- _Exercise instructions_
A - Answer these questions about the passage on zeolite-containing rocks:
(i) What range of zeolite mineral content does it give for the mineral resources?
(ii) Which ore preparation operation does it name as one whose duration is reduced by accelerated-electron pretreatment?
(iii) Which institute developed the ILU electron accelerator?
B - Write the next part of the passage on zeolite-containing rocks, beginning after its final sentence.

- _Document segment_
- - - - -

The main limitation of ZCR application is the relatively low quality of mineral resources (zeolite mineral content ranging from 35 to 60 %), despite significant reserves. Additionally, industry requirements for the quality of natural zeolites, including the adherence to international standards owing to Russia's membership in various trade organizations, stipulate that impurities in zeolite products cannot exceed 1-3 % [20, 21]. The vast majority of Russia's ZCR reserves consist of medium- and low-quality common rocks containing a high percentage of rock-forming minerals (mainly quartz, feldspars, and iron oxides), limiting the widespread use of this raw material [22, 23]. This necessitates the development of efficient beneficiation and modification technologies for ZCR to obtain zeolite products. On the one hand, these products will allow us to rationally solve the complex issue of comprehensive utilization, disposal, neutralization, and processing of mining and production waste. On the other hand, they will allow the creation of technologies used to control the physicochemical properties of natural zeolites to produce high-quality products [24, 25].
Previous studies [20, 26] have shown that utilizing accelerated electrons for pretreating raw mineral materials is an effective approach to modify their physicochemical and mechanical properties selectively. This alteration results in reduced ore strength characteristics, increased selective disintegration, and a considerable reduction in the duration of subsequent ore preparation operations, such as milling. The impact of accelerated electrons promotes the selective liberation of mineral intergrowths and enhances the efficiency of subsequent ore enrichment [20, 27].
The enrichment of ZCR depends on the similarities and differences in the technological properties of zeolites and rock-forming minerals, their textures and structures, and the mineral forms of iron and silica in rocks as isomorphic inclusions and native minerals [20, 28]. The necessity of using accelerated electron exposure and determining the optimal radiation treatment parameters lies in achieving selective modification of the properties of Eastern Transbaikalia ZCR. Such alterations will enhance the efficiency of their purification from rock-forming minerals, particularly through magnetic separation, and increase the adsorption capacity of zeolite minerals such as clinoptilolite, mordenite, and chabazite [20, 29].
The methodological and theoretical foundations of research in this field have been laid by well-known domestic scientists [26, 30]. This study aimed to explore the feasibility of applying energy-based treatments to significantly improve the quality of ZCR and obtain zeolite products with high sorption properties.
Methods
Montmorillonite-clinoptilolite-bearing rocks from the Shivyrtuy, clinoptilolite-bearing rocks from the Holinsky, and chabazite-bearing rocks from Talan-Gozagorsk deposits were used as the research objects. The research methodology included exposing the ZCR to accelerated electrons using an ILU electron accelerator developed at the Institute of Nuclear Physics of the Siberian Branch of the Russian Academy of Sciences.

- - - - -

- _Supplied records_
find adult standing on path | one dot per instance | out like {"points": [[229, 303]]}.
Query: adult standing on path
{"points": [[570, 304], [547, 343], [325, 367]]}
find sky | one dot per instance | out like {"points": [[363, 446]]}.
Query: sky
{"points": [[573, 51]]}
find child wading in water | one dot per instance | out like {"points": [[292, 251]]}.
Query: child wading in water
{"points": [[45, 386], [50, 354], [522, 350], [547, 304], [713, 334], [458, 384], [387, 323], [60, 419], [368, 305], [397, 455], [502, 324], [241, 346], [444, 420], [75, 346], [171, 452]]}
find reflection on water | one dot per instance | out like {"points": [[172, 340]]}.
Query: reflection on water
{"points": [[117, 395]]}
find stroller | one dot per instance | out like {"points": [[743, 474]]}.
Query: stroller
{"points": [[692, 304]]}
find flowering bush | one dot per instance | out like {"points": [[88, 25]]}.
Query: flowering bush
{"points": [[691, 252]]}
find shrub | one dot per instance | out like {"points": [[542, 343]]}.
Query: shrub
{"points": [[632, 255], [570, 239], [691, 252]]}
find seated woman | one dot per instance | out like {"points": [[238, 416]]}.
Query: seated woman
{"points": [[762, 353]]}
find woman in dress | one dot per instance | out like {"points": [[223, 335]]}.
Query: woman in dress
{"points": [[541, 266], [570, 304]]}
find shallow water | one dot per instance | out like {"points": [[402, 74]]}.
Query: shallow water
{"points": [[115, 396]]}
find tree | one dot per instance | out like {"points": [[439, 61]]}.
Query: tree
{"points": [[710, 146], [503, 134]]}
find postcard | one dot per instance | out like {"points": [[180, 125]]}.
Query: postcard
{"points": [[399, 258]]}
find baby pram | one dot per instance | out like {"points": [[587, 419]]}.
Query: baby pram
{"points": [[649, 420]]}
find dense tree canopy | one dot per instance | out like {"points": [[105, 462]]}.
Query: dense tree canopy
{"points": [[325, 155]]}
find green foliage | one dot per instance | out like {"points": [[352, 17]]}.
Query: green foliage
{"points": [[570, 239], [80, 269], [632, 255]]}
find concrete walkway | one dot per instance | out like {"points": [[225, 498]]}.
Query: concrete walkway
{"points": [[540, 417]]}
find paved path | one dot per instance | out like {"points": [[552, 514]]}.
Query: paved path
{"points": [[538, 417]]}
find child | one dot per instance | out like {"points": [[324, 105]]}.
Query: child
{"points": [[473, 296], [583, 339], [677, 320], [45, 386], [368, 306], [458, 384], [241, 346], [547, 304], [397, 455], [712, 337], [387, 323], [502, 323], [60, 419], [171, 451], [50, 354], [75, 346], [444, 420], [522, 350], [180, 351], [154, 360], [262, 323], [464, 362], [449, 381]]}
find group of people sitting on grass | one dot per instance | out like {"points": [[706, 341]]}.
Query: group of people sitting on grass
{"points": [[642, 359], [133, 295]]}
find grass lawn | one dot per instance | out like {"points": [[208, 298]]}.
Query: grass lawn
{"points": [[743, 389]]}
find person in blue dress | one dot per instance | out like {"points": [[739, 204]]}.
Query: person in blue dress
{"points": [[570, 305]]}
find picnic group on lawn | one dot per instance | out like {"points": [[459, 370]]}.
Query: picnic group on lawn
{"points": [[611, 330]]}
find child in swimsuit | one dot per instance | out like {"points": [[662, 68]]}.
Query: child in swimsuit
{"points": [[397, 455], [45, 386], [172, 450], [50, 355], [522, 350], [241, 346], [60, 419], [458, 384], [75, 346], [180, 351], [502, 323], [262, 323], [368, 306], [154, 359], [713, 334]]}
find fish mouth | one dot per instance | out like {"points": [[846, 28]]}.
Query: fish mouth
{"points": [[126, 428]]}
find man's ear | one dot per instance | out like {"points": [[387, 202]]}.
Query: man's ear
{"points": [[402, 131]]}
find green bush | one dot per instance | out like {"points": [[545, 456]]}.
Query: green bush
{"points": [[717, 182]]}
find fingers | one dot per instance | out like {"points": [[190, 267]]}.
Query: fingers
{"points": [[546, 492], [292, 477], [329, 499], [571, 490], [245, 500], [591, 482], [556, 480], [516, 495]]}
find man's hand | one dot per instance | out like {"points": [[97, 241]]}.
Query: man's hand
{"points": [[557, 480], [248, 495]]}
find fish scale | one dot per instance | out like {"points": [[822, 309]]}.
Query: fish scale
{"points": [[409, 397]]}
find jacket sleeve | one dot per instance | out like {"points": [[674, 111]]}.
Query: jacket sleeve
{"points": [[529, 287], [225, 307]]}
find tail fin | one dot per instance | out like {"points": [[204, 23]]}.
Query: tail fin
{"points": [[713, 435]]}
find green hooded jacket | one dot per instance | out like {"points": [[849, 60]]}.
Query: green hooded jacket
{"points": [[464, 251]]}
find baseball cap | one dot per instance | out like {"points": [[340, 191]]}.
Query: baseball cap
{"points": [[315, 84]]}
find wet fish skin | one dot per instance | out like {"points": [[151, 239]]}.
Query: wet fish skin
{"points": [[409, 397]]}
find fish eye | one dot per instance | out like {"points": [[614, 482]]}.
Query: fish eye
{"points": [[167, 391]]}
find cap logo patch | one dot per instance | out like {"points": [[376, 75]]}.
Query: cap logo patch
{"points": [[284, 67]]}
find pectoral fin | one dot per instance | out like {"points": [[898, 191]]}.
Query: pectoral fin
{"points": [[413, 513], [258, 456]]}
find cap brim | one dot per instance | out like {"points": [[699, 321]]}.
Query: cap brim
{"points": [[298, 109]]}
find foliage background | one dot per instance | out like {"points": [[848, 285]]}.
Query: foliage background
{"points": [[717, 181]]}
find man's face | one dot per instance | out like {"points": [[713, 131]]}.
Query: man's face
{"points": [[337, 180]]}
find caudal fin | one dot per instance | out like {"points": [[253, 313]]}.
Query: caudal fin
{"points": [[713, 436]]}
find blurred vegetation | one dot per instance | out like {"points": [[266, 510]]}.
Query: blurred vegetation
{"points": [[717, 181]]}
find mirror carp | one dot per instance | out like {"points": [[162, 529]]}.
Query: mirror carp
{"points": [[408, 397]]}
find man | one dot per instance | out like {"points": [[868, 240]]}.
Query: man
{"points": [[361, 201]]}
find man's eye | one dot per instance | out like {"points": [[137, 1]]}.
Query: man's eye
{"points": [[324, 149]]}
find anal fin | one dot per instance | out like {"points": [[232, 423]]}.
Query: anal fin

- - - - -

- _Answers in order_
A -
(i) 35 to 60 %
(ii) Milling
(iii) The Institute of Nuclear Physics of the Siberian Branch of the Russian Academy of Sciences

B -
The ZCR samples were fed through a dosing hopper and conveyor into the accelerator, where they were exposed to a beam of accelerated electrons. The irradiation dose ranged from 2 to 5 kGy. Mössbauer spectroscopy measurements were performed using an Ms-1104Em spectrometer. The particle size of the studied rocks in the samples was 0.05-0.07 mm, and the mass of each sample was 50-70 mg. The data processing of Mössbauer spectra was performed using the Univem MS program. The thermal studies of Eastern Transbaikalia ZCR after accelerated electron treatment were conducted in an argon atmosphere at 20-1400 °C using an STA 449C instrument (Germany). The heat capacity was determined to be 40-400 °C based on the baseline, standard (sapphire), and sample.
The liberation coefficient of zeolite minerals was determined using optical microscopy after milling zeolite minerals in a laboratory ball mill (MSHL, Russia) in two modes: conventional ZCR milling and milling after pretreatment with accelerated electrons. The obtained data were mathema-tically processed, and the corresponding functions and graphs were created. The electromagnetic separation of ZCR was performed using a 138-CE electromagnetic separator and a high-intensity isodynamic field separator SIM-1 (particle size of 0.1 mm). The research involved granulometric, mineralogical, chemical, and X-ray phase analyses, infrared spectroscopy, scanning electron microscopy, and optical-geometric image analysis.
The ZCR were studied using a JEOL-5300 analytical electron microscope with a Link-ISIS energy-dispersive attachment, which allows to determine the chemical composition of the minerals in the ZCR. The mineral composition of the ZCR was determined through quantitative X-ray phase analysis using an ADRON-1 diffractometer. The study of the mineralogical characteristics of the ZCR included determining the mineral composition and identifying the peculiarities of zeolite mineral inclusions and their association with rock-forming minerals. The properties of minerals extracted through directional ore preparation in combination with classical beneficiation methods (gravity, magnetic, and electrical) were also investigated.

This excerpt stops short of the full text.